» **What the task requires**:
Only the text of the entries below should be returned, exactly as given, without pictures.

(Saved data entries)

────────────────

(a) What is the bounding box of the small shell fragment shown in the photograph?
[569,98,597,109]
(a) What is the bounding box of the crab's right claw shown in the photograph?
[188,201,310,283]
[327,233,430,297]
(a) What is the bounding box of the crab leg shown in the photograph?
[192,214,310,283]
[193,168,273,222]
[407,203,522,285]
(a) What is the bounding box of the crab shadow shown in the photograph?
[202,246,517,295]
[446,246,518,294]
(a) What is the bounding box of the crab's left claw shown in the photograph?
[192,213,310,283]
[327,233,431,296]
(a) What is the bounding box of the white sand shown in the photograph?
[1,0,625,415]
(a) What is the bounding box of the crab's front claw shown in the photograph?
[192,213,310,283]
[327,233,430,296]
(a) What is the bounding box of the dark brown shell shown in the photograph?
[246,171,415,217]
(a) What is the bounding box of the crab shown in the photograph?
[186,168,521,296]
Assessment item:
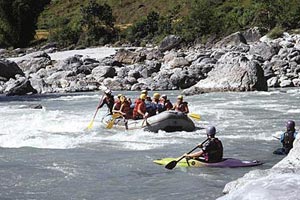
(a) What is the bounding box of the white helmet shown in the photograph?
[104,89,112,95]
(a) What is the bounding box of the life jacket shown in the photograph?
[133,99,146,119]
[174,102,188,113]
[120,100,131,119]
[283,131,296,154]
[202,138,223,163]
[113,100,122,112]
[104,95,115,114]
[164,100,173,111]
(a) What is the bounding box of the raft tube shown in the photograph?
[153,157,263,168]
[102,111,195,132]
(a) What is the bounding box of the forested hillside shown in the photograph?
[1,0,300,48]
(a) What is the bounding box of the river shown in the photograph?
[1,89,299,199]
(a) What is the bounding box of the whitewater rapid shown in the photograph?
[1,89,299,199]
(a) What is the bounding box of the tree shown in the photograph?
[79,0,116,45]
[0,0,50,47]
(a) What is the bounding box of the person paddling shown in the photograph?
[273,120,298,155]
[133,94,148,120]
[98,89,115,115]
[184,126,223,163]
[173,95,189,114]
[160,94,173,112]
[118,96,132,119]
[112,94,123,114]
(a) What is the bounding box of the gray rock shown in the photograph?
[292,79,300,87]
[267,77,279,87]
[242,27,262,43]
[168,57,189,68]
[183,57,267,94]
[280,79,293,87]
[163,51,178,63]
[92,66,116,80]
[214,32,247,48]
[0,60,24,79]
[40,42,57,51]
[249,42,279,60]
[291,55,300,64]
[102,77,124,90]
[4,77,37,96]
[159,35,181,52]
[114,49,146,64]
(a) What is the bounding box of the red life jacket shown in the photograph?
[121,100,131,119]
[133,99,146,119]
[113,100,122,111]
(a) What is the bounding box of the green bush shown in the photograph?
[267,27,285,39]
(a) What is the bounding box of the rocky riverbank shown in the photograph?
[1,28,300,95]
[218,138,300,199]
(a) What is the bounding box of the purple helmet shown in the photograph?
[206,126,216,136]
[286,120,295,131]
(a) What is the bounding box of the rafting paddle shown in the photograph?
[188,113,201,121]
[165,138,209,170]
[106,113,123,129]
[86,94,104,130]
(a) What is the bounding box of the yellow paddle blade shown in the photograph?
[188,113,201,121]
[106,119,115,129]
[112,113,122,119]
[87,119,94,130]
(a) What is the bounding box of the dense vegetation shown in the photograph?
[1,0,300,48]
[0,0,50,48]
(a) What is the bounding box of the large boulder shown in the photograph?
[214,32,247,48]
[0,60,24,80]
[242,27,262,43]
[16,51,52,74]
[91,66,116,80]
[159,35,182,52]
[183,56,267,95]
[249,42,279,61]
[4,76,37,96]
[114,49,146,64]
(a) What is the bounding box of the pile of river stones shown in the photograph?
[1,27,300,96]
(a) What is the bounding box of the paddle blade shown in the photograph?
[87,119,94,130]
[106,119,115,129]
[165,160,178,170]
[188,113,201,121]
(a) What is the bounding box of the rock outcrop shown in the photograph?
[0,60,24,80]
[218,138,300,200]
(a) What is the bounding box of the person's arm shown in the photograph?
[112,103,121,114]
[118,104,126,116]
[137,104,146,118]
[97,98,106,109]
[185,149,204,158]
[280,133,285,143]
[185,105,189,114]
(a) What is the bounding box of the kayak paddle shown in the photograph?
[273,136,280,140]
[86,94,104,130]
[188,113,201,121]
[106,113,123,129]
[165,138,209,170]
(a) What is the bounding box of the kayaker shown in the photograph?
[173,95,189,114]
[133,94,148,120]
[273,120,298,155]
[112,94,123,114]
[184,126,223,163]
[159,94,173,112]
[98,89,115,114]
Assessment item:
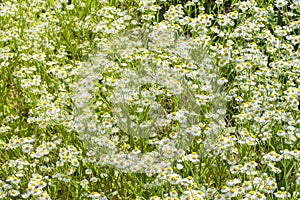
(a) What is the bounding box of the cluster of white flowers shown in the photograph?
[73,27,226,175]
[1,0,300,199]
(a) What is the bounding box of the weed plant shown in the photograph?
[0,0,300,199]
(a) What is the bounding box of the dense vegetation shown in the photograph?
[0,0,300,199]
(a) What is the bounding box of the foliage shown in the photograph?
[0,0,300,199]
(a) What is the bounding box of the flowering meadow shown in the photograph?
[1,0,300,199]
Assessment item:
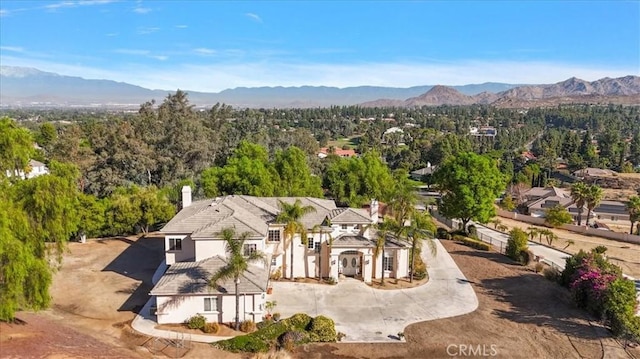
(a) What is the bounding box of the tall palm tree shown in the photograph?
[389,172,417,225]
[370,218,399,285]
[585,185,603,227]
[570,181,589,225]
[276,199,316,280]
[403,211,436,283]
[626,196,640,234]
[209,227,266,330]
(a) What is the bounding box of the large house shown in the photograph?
[5,159,49,179]
[150,187,409,324]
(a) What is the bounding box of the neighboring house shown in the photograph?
[573,168,617,178]
[410,163,437,181]
[318,147,357,158]
[470,126,496,137]
[527,196,574,218]
[522,186,570,204]
[5,159,49,179]
[593,200,630,223]
[150,188,409,324]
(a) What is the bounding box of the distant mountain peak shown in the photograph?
[0,66,56,78]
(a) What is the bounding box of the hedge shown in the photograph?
[453,235,491,251]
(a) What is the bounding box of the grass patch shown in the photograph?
[326,135,361,149]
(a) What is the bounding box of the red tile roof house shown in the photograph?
[149,189,409,325]
[317,147,357,158]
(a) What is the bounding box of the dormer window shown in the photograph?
[341,224,348,230]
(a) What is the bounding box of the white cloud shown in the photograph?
[175,25,188,29]
[0,46,25,53]
[245,12,262,23]
[137,26,160,35]
[44,0,117,10]
[106,32,119,37]
[0,9,8,17]
[150,55,168,61]
[194,48,216,55]
[114,49,150,55]
[133,6,151,14]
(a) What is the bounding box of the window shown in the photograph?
[314,242,321,253]
[383,255,394,272]
[341,224,348,230]
[307,237,315,249]
[204,297,218,312]
[271,257,277,266]
[169,238,182,251]
[268,230,281,242]
[243,244,257,256]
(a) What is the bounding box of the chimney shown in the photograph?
[370,199,379,223]
[181,186,192,209]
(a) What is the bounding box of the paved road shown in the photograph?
[268,240,479,342]
[474,223,640,316]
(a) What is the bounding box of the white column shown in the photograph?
[330,254,339,280]
[363,253,373,284]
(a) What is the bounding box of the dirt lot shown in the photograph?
[2,236,638,359]
[494,216,640,278]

────────────────

» **Exercise result**:
(a) What is the bounding box of the small shell fragment shown in the photograph?
[569,98,597,109]
(a) What is the bounding box of the crab's right claw shown in the photograph?
[188,201,310,283]
[327,233,430,297]
(a) What is the bounding box of the crab leg shown in the photograph?
[192,214,310,283]
[193,168,273,222]
[407,203,522,285]
(a) What is the bounding box of the crab shadow shown in the photograph?
[202,246,517,295]
[446,246,518,294]
(a) What is the bounding box of the crab's left claw shown in the photograph?
[192,213,310,283]
[327,233,431,296]
(a) What is the bounding box of the white sand shown in the photograph?
[1,0,625,415]
(a) What is the bounding box of the crab's front claw shown in the photograph?
[192,213,310,283]
[327,233,430,296]
(a) What is the bounding box of the dark brown shell shown in the photograph?
[246,171,415,217]
(a) What is the bounding box of the crab shown in the photograph?
[186,168,521,296]
Assessment item:
(a) What is the bounding box of the white helmet shown in the photograph?
[104,89,112,95]
(a) What is the bounding box of the life jacket shown in the photograph?
[133,99,146,119]
[174,102,188,113]
[120,100,131,119]
[283,131,296,154]
[202,138,223,163]
[113,100,122,112]
[104,95,115,114]
[164,100,173,111]
(a) What is the bounding box of the raft tube shown in the photograph?
[153,157,263,168]
[102,111,195,132]
(a) What is the bounding box of the forested hillside shown in the photograph?
[1,0,300,48]
(a) What is the bounding box of the river shown in the photograph?
[1,89,299,199]
(a) What is the bounding box of the whitewater rapid shown in the photograph?
[1,89,299,199]
(a) What is the bounding box of the tree shown in the photograph?
[79,0,116,45]
[0,0,50,47]
(a) What is the bounding box of the person paddling shown in the photograph?
[273,120,298,155]
[133,94,148,120]
[98,89,115,115]
[184,126,223,163]
[173,95,189,114]
[160,94,173,112]
[118,96,132,119]
[112,94,123,114]
(a) What is the bounding box of the gray rock shown in the photograph?
[292,79,300,87]
[267,77,279,87]
[242,27,262,43]
[168,57,189,68]
[183,57,267,94]
[280,79,293,87]
[163,51,178,63]
[92,66,116,80]
[214,32,247,48]
[0,60,24,79]
[40,42,57,51]
[249,42,279,60]
[291,55,300,64]
[102,77,124,90]
[4,77,37,96]
[159,35,181,52]
[114,49,146,64]
(a) What is the bounding box of the red life jacket shown in the photograph?
[121,100,131,119]
[133,99,146,119]
[113,100,122,111]
(a) What is the bounding box of the green bush shown in the photograph?
[267,27,285,39]
(a) What is the bounding box of the rocky riverbank shown in the photograph?
[1,28,300,95]
[218,138,300,199]
(a) What is the bounding box of the purple helmet shown in the photograph?
[206,126,216,136]
[286,120,295,131]
(a) What is the bounding box of the rafting paddle shown in the photograph?
[188,113,201,121]
[165,138,209,170]
[106,113,123,129]
[86,94,104,130]
(a) What is the bounding box of the yellow paddle blade shown in the photograph?
[188,113,201,121]
[106,119,115,129]
[112,113,122,119]
[87,119,94,130]
(a) What is the bounding box of the dense vegetation shown in the photograph?
[1,0,300,48]
[0,0,50,48]
(a) What is the bounding box of the large boulder shown in the photograph?
[214,32,247,48]
[0,60,24,80]
[242,27,262,43]
[16,51,52,74]
[91,66,116,80]
[159,35,182,52]
[183,56,267,95]
[249,42,279,61]
[4,76,37,96]
[114,49,146,64]
(a) What is the bounding box of the pile of river stones shown in the photograph?
[1,27,300,96]
(a) What is the bounding box of the paddle blade shown in the photograph?
[87,119,94,130]
[106,119,115,129]
[165,160,178,170]
[188,113,201,121]
(a) What is the bounding box of the rock outcrop shown in the photograph?
[0,60,24,80]
[218,138,300,200]
(a) What is the bounding box of the person's arm shown in the photograph?
[112,103,121,114]
[118,104,126,116]
[137,104,146,118]
[97,98,106,109]
[185,149,204,158]
[280,133,285,143]
[185,105,189,114]
(a) What is the bounding box of the kayak paddle shown in the photograph?
[273,136,280,140]
[86,94,104,130]
[188,113,201,121]
[106,113,123,129]
[165,138,209,170]
(a) What is the bounding box of the kayaker shown in the photograph?
[173,95,189,114]
[133,94,148,120]
[273,120,298,155]
[112,94,123,114]
[184,126,223,163]
[159,94,173,112]
[98,89,115,114]
Assessment item:
(a) What is the bounding box of the cluster of white flowers shown in the photograph?
[73,27,226,175]
[1,0,300,199]
(a) What is the bounding box of the weed plant shown in the photograph?
[0,0,300,199]
(a) What is the bounding box of the dense vegetation shown in the photograph?
[0,0,300,199]
(a) What is the bounding box of the foliage shown in the photograph?
[0,0,300,199]
(a) What is the bounding box of the flowering meadow shown in the photograph?
[1,0,300,199]
Assessment item:
(a) What is the bounding box of the tall palm tree shown in the photograph?
[389,172,417,225]
[370,218,399,285]
[585,185,603,227]
[570,181,589,225]
[276,199,316,280]
[403,211,436,283]
[626,196,640,234]
[209,227,266,330]
(a) What is the bounding box of the large house shown in the photograph?
[5,159,49,179]
[150,187,409,324]
(a) What is the bounding box of the neighboring house shown in the photograph?
[573,168,617,178]
[410,163,437,181]
[318,147,357,158]
[470,126,496,137]
[527,196,574,218]
[522,186,570,204]
[5,159,49,179]
[593,200,630,223]
[150,188,409,324]
(a) What is the bounding box of the distant mountain peak shown in the photograph?
[0,66,56,78]
(a) What is the bounding box of the hedge shown in the photograph?
[453,235,491,251]
(a) What is the bounding box of the grass patch shown in the photograph?
[326,135,361,149]
(a) What is the bounding box of the red tile roof house shown in the photograph?
[149,189,409,325]
[317,147,357,158]
(a) What is the bounding box of the dormer window shown in the photograph?
[341,224,348,230]
(a) What is the bounding box of the white cloud shown in the photograph?
[175,25,188,29]
[0,46,25,53]
[245,12,262,23]
[137,26,160,35]
[44,0,117,10]
[106,32,119,37]
[0,9,8,17]
[150,55,168,61]
[194,48,216,55]
[114,49,150,55]
[133,6,151,14]
(a) What is the bounding box of the window shown in the photograph?
[314,242,321,253]
[383,255,394,272]
[341,224,348,230]
[307,237,315,249]
[204,297,218,312]
[271,257,277,266]
[169,238,182,251]
[268,230,281,242]
[243,244,257,256]
(a) What is the bounding box of the chimney shown in the photograph?
[370,199,379,223]
[181,186,192,209]
(a) What is the bounding box of the paved road shown in the photograph?
[268,240,479,342]
[474,223,640,316]
(a) What is the bounding box of the white column shown in the photograph?
[330,254,339,280]
[363,253,373,284]
(a) What is the bounding box of the dirt lot shown in the photograph?
[2,236,638,359]
[494,216,640,278]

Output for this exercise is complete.